### PROVIDED DATA:
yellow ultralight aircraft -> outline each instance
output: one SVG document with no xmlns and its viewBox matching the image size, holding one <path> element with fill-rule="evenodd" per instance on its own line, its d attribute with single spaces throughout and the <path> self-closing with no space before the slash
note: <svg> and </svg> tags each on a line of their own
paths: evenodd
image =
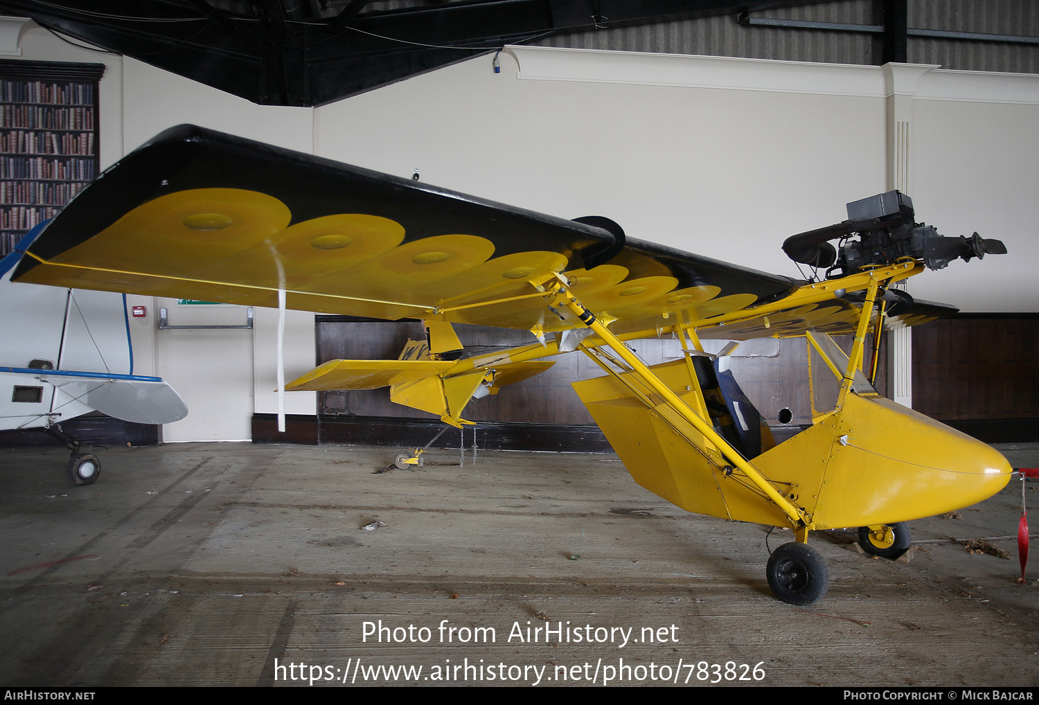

### TASK DESCRIPTION:
Please copy the data above verbatim, line for line, and leave the picture out of your answer.

### SOLUTION:
yellow ultralight aircraft -> outline each instance
output: one SVG document with no xmlns and its viewBox matching the image size, holding one <path> element with fill-rule="evenodd" per instance on its own line, its d attribute with single spaces throughout and the <path> self-closing with no space before the slash
note: <svg> and </svg> tags each on a line of their own
paths: evenodd
image =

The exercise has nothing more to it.